▶ [Exercise prompt]: Check each line of the records below and collect those that include the word "wall".

▬▬▬▬▬▬▬▬▬▬

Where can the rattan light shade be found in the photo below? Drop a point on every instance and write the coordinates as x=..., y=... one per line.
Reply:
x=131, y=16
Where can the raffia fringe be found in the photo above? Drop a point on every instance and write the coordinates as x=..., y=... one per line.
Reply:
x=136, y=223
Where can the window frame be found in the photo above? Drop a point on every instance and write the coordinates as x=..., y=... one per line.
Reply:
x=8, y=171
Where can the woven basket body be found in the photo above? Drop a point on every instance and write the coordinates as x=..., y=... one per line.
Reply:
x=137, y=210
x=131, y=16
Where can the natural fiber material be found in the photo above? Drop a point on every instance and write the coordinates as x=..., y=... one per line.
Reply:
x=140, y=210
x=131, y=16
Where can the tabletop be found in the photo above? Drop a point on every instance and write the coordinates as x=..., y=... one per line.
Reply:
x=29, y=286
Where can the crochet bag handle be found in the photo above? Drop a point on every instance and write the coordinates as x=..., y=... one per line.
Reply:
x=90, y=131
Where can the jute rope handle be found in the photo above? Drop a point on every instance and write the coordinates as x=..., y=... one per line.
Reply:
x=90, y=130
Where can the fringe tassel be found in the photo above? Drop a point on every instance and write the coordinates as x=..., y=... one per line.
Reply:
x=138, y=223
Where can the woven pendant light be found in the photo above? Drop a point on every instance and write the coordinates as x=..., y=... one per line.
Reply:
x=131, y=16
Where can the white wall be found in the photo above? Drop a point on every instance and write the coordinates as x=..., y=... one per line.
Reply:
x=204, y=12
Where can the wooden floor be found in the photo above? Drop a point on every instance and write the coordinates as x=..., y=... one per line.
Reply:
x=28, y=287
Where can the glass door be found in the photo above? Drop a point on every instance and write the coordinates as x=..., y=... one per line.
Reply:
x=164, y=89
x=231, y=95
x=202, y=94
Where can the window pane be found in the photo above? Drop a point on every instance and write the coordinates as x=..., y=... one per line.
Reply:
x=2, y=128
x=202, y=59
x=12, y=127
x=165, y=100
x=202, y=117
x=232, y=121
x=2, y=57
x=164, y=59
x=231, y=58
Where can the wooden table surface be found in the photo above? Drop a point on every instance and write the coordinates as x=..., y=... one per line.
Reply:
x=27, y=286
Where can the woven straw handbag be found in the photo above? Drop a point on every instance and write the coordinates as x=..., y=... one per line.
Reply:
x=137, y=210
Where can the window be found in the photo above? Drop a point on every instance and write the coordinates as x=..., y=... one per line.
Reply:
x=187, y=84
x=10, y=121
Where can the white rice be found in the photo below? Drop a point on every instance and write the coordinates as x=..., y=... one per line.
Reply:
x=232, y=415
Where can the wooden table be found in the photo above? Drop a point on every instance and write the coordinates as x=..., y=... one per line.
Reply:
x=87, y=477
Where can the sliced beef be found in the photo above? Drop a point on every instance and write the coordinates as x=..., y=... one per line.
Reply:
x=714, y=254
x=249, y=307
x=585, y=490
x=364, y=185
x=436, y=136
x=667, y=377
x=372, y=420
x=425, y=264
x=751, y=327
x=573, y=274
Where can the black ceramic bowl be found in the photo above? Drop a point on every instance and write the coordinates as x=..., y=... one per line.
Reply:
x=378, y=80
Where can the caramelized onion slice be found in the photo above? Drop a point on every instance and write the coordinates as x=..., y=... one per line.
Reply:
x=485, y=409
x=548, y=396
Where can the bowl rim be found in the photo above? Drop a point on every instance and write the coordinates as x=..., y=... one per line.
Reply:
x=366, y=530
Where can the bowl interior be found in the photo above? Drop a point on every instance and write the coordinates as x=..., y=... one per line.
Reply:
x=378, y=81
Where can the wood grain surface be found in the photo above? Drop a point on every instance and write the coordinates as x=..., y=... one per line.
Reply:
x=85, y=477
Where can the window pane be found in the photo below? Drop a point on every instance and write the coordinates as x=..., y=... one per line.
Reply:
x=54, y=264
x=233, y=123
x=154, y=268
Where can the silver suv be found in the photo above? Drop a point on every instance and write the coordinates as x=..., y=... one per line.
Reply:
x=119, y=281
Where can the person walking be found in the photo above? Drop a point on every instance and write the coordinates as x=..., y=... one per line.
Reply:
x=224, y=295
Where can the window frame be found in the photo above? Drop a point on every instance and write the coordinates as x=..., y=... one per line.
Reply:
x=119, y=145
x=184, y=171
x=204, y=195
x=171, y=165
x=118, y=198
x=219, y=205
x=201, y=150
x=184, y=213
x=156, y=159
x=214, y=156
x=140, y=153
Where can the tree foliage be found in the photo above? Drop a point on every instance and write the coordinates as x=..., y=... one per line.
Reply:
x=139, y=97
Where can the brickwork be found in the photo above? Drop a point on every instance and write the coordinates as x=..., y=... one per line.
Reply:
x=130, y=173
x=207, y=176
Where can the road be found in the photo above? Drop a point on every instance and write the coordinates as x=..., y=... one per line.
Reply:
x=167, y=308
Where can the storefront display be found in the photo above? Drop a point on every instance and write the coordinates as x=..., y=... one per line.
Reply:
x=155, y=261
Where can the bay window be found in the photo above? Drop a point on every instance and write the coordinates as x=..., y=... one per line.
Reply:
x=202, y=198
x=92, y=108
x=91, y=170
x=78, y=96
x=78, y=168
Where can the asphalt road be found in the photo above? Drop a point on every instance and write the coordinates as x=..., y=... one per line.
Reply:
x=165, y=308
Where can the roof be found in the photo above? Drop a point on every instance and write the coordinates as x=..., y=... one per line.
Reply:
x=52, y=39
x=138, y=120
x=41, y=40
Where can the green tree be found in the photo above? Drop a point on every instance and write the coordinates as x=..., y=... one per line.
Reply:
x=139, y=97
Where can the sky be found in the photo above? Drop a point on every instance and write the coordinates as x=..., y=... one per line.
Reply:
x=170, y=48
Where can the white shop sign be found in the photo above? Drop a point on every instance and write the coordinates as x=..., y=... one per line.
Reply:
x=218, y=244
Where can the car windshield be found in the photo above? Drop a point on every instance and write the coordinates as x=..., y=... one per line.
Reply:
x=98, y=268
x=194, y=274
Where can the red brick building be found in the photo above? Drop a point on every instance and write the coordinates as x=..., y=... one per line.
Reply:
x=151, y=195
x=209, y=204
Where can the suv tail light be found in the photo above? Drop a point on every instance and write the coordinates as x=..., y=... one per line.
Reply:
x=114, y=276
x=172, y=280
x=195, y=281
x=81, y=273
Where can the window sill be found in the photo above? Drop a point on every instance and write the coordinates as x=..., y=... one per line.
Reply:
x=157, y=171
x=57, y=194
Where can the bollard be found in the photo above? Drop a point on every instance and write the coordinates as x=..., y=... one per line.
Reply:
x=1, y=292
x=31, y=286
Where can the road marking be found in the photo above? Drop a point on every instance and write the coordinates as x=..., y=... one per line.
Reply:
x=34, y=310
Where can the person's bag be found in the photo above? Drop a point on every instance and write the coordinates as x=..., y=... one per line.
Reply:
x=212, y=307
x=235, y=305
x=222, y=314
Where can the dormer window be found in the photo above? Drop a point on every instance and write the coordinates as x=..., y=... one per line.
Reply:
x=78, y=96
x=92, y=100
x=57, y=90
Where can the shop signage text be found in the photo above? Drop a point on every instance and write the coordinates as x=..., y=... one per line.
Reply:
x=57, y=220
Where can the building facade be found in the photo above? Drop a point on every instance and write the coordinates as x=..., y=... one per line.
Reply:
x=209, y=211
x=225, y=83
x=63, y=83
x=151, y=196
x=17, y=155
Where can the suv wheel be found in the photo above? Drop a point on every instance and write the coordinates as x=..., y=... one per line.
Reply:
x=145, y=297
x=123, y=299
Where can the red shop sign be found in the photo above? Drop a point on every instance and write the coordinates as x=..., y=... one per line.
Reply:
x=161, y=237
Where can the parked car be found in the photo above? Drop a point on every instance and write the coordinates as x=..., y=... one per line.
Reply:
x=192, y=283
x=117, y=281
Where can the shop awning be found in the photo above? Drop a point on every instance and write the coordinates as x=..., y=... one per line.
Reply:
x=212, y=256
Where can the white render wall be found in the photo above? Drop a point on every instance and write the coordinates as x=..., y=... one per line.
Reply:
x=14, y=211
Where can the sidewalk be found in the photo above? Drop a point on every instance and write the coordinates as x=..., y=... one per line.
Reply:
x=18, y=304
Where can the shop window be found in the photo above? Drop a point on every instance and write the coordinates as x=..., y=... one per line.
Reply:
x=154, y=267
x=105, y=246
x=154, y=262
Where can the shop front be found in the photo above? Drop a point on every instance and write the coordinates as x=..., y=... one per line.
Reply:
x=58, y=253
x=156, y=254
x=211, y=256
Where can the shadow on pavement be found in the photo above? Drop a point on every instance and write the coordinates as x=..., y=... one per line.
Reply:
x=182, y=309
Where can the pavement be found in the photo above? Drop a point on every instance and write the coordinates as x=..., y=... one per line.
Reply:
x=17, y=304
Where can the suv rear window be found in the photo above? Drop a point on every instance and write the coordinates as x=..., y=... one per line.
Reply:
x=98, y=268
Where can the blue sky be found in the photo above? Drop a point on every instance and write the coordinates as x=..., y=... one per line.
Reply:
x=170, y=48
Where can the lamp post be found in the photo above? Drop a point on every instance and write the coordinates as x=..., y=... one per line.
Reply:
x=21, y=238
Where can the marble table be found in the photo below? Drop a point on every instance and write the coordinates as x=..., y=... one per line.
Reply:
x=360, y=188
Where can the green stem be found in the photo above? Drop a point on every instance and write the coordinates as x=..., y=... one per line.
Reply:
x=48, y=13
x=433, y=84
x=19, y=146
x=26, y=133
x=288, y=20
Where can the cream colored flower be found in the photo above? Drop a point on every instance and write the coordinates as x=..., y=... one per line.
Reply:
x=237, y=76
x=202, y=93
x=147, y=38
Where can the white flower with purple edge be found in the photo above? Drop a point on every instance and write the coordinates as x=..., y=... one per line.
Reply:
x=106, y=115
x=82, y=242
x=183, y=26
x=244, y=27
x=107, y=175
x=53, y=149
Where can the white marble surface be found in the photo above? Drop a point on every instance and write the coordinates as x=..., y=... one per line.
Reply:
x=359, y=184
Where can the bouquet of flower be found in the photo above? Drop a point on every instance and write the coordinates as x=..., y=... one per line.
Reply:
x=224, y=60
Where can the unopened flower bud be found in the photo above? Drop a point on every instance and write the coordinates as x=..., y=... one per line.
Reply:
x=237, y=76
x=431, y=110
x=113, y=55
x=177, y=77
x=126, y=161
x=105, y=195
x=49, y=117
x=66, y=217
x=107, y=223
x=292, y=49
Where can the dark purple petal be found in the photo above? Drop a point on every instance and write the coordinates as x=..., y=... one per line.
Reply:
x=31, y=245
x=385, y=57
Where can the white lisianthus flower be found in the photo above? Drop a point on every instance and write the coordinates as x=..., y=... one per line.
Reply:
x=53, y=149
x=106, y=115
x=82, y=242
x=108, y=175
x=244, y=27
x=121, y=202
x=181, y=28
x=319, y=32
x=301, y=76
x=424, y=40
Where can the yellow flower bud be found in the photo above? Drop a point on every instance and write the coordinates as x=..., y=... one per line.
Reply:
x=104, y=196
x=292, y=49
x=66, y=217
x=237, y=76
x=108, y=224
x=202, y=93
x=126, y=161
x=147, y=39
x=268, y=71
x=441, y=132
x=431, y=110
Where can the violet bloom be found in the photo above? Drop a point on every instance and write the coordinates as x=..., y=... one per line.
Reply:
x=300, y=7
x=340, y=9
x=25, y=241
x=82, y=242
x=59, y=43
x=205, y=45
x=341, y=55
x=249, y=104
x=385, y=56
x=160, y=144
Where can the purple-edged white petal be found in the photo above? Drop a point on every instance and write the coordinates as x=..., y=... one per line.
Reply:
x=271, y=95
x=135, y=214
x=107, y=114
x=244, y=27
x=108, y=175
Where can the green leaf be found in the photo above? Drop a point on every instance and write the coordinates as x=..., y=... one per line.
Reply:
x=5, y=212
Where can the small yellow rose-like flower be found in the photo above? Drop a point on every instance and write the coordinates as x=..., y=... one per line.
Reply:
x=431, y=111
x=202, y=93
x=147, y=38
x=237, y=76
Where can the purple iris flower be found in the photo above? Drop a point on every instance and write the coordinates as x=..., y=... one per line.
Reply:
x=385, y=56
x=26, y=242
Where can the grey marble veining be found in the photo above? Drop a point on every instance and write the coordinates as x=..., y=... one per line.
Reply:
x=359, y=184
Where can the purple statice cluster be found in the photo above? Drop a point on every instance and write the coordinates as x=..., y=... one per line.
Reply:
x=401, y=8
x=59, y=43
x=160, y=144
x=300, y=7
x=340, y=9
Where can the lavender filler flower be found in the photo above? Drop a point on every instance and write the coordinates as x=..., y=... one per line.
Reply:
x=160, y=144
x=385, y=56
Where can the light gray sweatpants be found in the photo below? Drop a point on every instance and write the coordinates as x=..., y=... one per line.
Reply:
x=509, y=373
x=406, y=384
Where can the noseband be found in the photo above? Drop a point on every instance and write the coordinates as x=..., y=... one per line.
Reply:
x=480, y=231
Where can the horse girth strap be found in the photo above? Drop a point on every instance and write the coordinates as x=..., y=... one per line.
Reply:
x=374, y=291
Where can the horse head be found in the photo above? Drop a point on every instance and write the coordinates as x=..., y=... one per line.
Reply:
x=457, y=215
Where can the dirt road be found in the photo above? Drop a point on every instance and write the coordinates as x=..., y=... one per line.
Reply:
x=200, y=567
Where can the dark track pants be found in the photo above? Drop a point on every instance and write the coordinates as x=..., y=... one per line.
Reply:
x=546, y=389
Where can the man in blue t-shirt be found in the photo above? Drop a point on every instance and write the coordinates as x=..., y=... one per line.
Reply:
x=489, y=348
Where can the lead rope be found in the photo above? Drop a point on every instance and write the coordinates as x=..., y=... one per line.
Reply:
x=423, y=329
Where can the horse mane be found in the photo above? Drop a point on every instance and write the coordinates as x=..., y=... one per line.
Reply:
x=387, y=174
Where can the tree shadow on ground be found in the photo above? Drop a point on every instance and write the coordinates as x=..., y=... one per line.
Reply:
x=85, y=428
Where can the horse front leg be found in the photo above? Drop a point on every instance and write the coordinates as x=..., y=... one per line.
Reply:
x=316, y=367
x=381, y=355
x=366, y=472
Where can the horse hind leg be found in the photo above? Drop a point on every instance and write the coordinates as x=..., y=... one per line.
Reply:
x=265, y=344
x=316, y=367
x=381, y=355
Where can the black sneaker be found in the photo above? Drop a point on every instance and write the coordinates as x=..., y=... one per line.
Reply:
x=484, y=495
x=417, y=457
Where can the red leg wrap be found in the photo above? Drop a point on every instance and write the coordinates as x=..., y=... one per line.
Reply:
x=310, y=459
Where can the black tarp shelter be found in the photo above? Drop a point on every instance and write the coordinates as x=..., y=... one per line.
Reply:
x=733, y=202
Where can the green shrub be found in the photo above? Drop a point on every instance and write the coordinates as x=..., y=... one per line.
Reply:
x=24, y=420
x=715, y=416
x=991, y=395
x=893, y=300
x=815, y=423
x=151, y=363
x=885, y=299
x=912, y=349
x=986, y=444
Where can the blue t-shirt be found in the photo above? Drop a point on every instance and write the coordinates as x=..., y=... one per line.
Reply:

▬▬▬▬▬▬▬▬▬▬

▶ [Reply]:
Where can the white wall be found in the photo above? Drop a point on every instance and write the coordinates as x=..., y=... one per line.
Where can the white render wall be found in the photo above? Drop a point on every instance and write the coordinates as x=..., y=... one per line.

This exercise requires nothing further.